======== Given data ========

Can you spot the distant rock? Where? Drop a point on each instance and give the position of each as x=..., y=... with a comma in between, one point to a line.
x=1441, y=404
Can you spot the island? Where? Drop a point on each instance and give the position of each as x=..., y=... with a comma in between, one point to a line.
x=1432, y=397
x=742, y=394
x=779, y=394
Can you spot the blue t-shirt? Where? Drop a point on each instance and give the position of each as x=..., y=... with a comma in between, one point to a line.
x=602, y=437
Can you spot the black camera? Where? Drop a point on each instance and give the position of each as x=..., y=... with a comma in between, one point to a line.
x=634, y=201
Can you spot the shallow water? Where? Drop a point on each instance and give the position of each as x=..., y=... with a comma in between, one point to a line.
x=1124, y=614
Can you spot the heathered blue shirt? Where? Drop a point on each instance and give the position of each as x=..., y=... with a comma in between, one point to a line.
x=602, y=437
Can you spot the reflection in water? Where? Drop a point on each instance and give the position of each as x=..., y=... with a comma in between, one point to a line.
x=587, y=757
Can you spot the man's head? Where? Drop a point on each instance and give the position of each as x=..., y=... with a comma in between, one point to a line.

========

• **Aim of the task**
Give again, exactly, every line from the one holding "Can you spot the black" to the last line of the data.

• **Solution below**
Can you spot the black camera? Where? Drop a point on each instance and give the position of each as x=..., y=... with a comma in between, one point to a line.
x=634, y=201
Can you spot the shallow water? Where? Drop a point on each instance and give the position of each as x=..., y=... with a comma in between, one point to a line.
x=1124, y=614
Can you spot the heathered blue shirt? Where? Drop a point on each instance and give the position of each as x=..., y=... with a comma in between, one point to a line.
x=602, y=437
Can you spot the reflection in water? Where? Drop a point on each instance and give the position of each as x=..., y=... with a comma in between, one point to a line.
x=587, y=757
Can you spot the man's head? Where? Drop a point on each instance and give the position of each as x=..., y=... with a comma in between, one point to a line.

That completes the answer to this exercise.